_INPUT RECORDS_.

===============

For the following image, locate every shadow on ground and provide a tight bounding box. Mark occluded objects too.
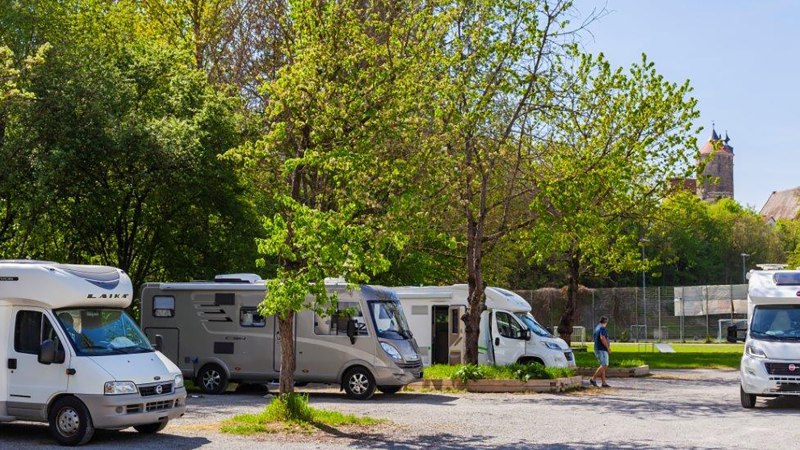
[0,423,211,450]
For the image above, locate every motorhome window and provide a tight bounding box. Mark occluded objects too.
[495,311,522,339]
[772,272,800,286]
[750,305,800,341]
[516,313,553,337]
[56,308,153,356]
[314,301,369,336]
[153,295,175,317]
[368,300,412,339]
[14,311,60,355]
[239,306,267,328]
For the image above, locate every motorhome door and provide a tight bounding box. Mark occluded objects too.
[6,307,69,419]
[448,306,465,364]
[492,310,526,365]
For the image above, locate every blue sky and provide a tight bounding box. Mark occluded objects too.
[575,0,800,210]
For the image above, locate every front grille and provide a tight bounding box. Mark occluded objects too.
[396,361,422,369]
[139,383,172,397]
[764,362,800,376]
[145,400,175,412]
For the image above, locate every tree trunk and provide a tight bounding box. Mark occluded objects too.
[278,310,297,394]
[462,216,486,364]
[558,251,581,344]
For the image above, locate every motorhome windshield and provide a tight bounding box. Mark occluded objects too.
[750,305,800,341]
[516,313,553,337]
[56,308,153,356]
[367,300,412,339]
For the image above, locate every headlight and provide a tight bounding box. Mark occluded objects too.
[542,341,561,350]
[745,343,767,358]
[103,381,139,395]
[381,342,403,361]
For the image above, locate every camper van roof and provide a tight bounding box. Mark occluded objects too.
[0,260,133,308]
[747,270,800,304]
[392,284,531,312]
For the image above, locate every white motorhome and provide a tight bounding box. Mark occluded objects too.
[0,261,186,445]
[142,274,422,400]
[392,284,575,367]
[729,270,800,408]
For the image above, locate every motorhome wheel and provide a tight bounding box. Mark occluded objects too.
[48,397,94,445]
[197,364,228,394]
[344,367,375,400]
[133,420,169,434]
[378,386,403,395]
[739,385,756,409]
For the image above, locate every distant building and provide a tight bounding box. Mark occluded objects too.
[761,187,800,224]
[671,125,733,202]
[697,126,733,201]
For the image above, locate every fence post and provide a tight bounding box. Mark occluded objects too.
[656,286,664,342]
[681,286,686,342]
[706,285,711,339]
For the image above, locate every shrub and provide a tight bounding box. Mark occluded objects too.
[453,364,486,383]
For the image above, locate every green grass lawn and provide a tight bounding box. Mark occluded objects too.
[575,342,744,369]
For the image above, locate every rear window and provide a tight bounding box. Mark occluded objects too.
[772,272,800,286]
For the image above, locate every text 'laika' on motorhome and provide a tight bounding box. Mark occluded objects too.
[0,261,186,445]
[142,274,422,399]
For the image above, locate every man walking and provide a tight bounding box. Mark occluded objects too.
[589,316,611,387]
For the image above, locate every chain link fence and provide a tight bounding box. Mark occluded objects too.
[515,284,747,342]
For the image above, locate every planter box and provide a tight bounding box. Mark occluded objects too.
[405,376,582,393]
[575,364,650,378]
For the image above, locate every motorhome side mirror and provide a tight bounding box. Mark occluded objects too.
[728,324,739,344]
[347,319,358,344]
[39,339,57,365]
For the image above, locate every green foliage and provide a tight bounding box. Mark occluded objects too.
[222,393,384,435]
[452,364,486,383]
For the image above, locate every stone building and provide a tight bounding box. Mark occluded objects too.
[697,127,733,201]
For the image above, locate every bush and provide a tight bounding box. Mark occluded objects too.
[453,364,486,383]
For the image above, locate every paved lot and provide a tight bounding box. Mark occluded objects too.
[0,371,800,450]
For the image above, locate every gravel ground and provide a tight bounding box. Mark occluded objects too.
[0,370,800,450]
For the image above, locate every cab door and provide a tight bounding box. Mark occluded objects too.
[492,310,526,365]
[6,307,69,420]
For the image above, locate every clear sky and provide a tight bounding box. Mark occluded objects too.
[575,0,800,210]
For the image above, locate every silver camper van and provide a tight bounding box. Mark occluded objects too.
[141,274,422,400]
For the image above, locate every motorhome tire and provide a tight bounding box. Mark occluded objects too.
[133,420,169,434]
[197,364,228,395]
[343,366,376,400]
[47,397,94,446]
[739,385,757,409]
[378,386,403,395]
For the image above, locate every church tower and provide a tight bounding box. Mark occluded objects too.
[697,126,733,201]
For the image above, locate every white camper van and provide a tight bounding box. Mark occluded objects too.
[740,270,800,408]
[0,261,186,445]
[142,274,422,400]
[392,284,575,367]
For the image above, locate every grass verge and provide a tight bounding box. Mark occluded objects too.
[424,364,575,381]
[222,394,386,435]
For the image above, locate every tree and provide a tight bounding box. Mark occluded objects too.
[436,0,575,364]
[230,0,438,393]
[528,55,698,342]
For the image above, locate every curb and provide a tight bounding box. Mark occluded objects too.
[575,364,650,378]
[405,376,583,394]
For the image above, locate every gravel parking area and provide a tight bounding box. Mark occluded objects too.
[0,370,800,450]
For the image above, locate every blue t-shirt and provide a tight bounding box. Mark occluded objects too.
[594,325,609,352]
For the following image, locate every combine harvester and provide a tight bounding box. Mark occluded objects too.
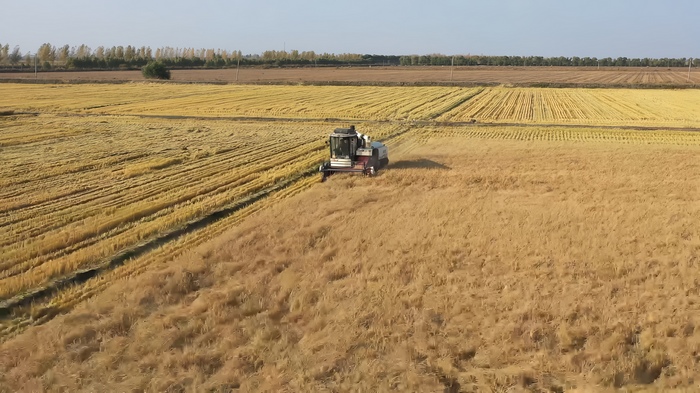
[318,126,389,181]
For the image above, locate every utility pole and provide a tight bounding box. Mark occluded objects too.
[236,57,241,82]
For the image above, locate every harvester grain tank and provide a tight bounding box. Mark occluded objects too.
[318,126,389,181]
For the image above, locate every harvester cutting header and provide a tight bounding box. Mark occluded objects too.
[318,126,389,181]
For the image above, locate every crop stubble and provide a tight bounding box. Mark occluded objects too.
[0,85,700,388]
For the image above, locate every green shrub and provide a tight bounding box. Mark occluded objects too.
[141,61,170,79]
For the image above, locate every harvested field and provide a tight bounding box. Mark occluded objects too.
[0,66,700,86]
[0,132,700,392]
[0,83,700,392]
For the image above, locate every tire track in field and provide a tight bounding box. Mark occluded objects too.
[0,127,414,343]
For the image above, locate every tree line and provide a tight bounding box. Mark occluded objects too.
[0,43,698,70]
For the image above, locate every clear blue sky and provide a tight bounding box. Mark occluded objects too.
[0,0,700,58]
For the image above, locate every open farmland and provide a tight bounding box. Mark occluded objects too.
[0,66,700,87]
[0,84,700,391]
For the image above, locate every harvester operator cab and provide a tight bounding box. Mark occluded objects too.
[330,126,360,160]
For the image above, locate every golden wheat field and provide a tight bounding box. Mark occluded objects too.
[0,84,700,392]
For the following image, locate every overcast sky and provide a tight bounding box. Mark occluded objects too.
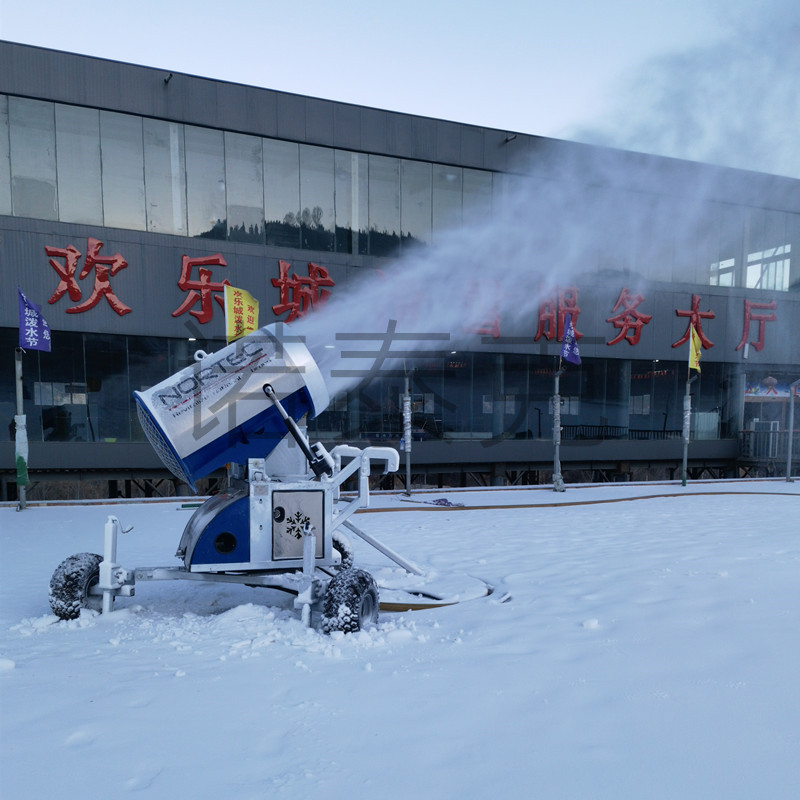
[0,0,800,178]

===============

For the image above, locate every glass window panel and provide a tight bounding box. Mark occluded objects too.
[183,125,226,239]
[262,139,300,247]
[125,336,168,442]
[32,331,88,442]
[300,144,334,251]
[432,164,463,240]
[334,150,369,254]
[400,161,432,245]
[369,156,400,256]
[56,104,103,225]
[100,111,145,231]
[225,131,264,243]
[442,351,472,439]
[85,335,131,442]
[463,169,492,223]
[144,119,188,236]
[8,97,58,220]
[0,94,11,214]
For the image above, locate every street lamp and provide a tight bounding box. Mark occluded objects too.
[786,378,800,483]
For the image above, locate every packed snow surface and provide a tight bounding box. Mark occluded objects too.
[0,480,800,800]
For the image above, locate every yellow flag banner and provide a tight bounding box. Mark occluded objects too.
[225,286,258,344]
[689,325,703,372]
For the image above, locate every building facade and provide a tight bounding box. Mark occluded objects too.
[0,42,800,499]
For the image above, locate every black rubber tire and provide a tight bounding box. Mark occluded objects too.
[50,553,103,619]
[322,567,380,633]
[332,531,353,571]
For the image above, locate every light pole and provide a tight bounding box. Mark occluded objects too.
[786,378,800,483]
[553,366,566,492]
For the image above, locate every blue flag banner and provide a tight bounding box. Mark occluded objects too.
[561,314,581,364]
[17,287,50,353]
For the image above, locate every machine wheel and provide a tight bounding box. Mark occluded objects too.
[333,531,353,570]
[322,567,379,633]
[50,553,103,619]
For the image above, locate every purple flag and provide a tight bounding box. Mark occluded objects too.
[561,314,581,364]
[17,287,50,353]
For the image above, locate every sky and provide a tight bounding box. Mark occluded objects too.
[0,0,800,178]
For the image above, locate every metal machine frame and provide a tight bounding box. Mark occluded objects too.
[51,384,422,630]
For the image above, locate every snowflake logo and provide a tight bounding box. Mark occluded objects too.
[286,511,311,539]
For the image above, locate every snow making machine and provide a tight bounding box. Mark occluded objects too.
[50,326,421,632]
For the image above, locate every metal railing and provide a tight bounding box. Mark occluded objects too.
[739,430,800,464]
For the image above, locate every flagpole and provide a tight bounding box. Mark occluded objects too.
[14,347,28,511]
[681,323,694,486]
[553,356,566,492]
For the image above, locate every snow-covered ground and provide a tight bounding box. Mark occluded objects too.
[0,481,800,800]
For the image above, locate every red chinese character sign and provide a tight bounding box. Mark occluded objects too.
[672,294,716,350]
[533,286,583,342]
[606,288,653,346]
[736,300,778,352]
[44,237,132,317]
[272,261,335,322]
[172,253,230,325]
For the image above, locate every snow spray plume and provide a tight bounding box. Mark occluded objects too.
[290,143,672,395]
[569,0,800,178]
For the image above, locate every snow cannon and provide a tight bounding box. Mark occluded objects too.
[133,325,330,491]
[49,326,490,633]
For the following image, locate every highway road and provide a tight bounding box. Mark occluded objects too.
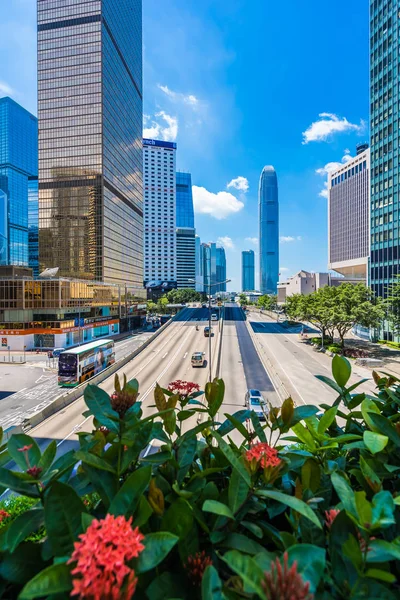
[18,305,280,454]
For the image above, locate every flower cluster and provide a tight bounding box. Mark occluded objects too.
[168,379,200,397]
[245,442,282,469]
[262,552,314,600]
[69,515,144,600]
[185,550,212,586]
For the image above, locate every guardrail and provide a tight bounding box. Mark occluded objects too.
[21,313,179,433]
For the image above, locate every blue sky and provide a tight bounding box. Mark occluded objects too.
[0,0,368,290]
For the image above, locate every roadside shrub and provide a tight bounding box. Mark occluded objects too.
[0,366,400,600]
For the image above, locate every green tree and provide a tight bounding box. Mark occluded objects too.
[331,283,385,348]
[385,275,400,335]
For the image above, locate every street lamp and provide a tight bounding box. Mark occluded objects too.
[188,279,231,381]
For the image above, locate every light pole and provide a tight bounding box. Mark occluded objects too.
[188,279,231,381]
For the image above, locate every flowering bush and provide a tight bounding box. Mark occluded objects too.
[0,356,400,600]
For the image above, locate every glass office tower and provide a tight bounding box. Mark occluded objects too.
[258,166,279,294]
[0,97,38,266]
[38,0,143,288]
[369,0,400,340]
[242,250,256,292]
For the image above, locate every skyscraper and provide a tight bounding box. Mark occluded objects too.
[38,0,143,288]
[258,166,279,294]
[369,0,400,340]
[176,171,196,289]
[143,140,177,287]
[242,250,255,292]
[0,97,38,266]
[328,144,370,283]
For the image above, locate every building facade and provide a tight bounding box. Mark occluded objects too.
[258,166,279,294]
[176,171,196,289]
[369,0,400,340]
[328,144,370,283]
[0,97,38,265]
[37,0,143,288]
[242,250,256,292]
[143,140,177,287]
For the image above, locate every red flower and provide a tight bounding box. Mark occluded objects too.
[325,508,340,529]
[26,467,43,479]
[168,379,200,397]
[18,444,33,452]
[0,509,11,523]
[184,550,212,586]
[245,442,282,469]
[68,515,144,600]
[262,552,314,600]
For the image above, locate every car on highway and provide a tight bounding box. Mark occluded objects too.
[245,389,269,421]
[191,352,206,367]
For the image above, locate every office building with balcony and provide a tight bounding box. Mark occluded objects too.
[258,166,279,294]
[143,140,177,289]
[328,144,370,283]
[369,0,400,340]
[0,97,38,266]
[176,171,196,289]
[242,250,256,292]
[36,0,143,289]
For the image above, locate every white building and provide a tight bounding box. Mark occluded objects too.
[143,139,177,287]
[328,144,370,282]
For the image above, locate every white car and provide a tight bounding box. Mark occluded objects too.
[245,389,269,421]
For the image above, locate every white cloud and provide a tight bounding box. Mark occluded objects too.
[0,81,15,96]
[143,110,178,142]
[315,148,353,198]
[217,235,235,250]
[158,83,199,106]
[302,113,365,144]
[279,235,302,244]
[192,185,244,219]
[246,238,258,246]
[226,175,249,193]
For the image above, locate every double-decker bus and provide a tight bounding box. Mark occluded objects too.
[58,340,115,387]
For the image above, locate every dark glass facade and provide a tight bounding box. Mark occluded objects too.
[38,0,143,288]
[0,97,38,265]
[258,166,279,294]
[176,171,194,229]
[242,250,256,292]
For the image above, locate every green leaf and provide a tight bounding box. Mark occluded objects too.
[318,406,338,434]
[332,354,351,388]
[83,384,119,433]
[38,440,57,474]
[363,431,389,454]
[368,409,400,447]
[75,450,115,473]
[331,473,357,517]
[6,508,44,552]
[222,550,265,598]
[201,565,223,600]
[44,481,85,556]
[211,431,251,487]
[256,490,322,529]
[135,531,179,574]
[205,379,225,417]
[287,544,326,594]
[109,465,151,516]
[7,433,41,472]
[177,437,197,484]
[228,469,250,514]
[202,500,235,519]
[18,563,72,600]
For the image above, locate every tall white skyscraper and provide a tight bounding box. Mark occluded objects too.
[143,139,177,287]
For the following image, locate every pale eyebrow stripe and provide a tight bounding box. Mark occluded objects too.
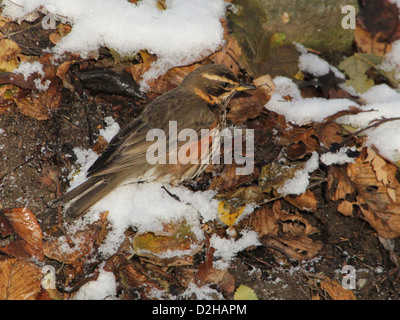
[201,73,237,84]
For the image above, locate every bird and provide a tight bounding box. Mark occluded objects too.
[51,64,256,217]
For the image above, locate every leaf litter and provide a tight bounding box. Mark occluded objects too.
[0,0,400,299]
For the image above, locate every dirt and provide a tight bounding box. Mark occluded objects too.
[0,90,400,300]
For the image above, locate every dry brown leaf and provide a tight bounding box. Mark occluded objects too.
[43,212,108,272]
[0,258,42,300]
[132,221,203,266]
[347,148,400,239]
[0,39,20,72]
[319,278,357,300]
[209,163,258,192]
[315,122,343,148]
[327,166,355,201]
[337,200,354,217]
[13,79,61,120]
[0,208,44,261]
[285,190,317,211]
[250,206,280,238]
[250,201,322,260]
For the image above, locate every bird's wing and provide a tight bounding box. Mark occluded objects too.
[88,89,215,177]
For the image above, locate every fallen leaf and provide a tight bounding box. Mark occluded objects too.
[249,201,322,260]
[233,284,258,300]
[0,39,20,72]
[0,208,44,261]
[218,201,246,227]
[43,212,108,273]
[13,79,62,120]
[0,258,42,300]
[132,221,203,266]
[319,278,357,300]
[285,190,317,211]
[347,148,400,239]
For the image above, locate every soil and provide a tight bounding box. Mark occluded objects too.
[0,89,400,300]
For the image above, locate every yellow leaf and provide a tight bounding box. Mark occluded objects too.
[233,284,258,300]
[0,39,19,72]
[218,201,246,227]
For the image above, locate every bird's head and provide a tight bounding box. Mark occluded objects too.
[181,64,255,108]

===============

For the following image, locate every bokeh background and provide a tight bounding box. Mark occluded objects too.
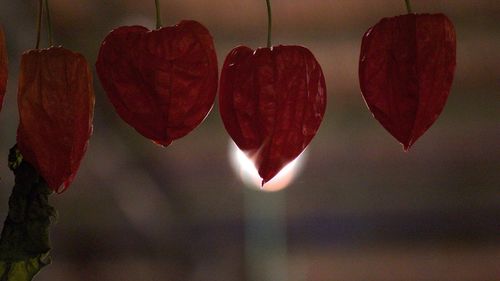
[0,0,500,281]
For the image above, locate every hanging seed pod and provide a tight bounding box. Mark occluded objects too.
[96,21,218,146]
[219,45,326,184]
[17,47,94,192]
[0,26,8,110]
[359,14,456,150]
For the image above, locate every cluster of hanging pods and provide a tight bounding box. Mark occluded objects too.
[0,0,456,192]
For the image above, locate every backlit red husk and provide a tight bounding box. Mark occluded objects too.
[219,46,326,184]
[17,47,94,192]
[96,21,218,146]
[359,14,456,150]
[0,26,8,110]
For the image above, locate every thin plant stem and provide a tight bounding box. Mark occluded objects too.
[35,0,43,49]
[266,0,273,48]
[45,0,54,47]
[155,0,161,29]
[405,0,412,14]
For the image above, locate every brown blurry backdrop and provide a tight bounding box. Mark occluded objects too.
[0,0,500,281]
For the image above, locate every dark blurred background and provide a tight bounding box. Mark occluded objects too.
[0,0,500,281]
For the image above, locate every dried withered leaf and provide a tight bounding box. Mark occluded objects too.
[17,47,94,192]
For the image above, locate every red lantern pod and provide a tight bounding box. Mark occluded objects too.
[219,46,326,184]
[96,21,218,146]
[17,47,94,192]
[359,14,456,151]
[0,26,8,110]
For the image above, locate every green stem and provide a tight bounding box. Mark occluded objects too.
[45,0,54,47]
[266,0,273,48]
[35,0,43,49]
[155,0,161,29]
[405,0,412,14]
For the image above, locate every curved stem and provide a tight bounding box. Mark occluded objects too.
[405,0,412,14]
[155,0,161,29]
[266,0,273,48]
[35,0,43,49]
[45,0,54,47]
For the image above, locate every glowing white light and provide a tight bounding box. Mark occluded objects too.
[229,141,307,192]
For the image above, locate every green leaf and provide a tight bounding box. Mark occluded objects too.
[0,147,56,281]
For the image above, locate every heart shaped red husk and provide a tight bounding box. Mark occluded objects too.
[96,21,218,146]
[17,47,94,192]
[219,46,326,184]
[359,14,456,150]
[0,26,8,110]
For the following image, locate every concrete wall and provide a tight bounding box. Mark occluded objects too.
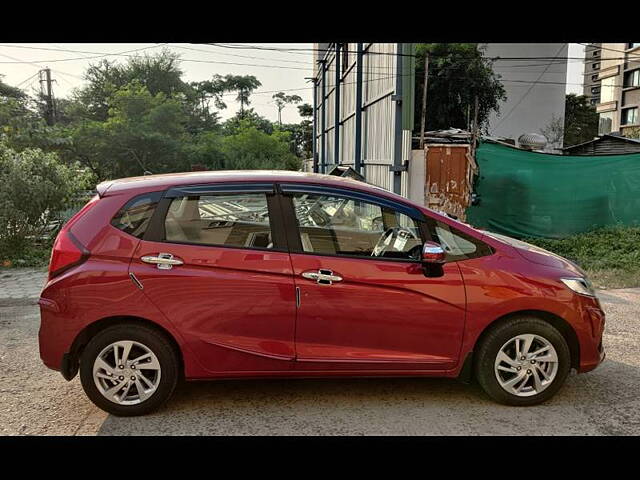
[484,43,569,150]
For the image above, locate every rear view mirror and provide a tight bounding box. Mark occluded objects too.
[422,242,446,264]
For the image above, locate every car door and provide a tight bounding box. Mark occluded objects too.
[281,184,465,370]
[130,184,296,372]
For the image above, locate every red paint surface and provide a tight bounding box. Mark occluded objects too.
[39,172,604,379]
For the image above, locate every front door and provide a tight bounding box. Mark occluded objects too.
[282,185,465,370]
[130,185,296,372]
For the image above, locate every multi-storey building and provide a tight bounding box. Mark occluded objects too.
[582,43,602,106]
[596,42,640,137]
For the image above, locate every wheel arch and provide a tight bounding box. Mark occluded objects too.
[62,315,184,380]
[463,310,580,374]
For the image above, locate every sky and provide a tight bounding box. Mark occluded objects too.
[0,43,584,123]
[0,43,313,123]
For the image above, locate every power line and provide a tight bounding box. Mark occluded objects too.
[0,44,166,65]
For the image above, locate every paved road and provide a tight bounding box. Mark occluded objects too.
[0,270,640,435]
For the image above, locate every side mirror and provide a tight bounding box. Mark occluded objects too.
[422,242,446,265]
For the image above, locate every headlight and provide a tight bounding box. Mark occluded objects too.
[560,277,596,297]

===============

Reproduce the part of the listing that opens with the line containing "For the following image, locate every shadow" and closes with the line containing "[729,270,800,408]", swapping "tight" for "snug" and leaving everything else unchanged. Omit the pictures.

_COMPLETE OUTPUT_.
For the following image, locate every shadow on ground and provide a snug bounding box. Mark occluded objects too.
[0,423,211,450]
For the image above, locate every motorhome window and provide a snug bounding box. Mark occluded objects too.
[495,311,522,339]
[772,272,800,286]
[750,305,800,341]
[516,313,553,337]
[56,308,153,356]
[314,301,369,336]
[153,295,175,317]
[368,300,412,339]
[14,311,60,355]
[239,306,267,328]
For the image above, locate every motorhome door and provide a snug bounding box. Mark occluded objects too.
[6,307,69,419]
[448,306,465,364]
[492,310,526,365]
For the image above, locate every blue sky and provide a snug bounding box. Mark occluded objects too.
[575,0,800,210]
For the image above, locate every front grille and provide a snug bounding box. Mark occluded objects too.
[396,361,422,369]
[139,383,172,397]
[764,362,800,376]
[145,400,175,412]
For the image above, locate every tree trunk and provide a snug bounding box. Mark occluded objects too.
[278,310,297,394]
[462,216,486,364]
[558,251,581,344]
For the image above, locate every motorhome windshield and provide a snug bounding box. Mark occluded objects too.
[750,305,800,341]
[516,313,553,337]
[56,308,153,356]
[367,300,412,339]
For the image above, locate every headlight and provide a snug bounding box. Mark occluded objects too.
[542,341,561,350]
[745,343,767,358]
[103,381,139,395]
[381,342,403,361]
For the image above, locate every camper van roof and provide a snug bounding box. Mark occluded objects too.
[0,260,133,308]
[747,270,800,304]
[392,284,531,312]
For the image above, locate every white motorhome and provide a snug bounding box. Mark occluded objects too.
[0,261,186,445]
[142,274,422,400]
[392,284,575,367]
[729,270,800,408]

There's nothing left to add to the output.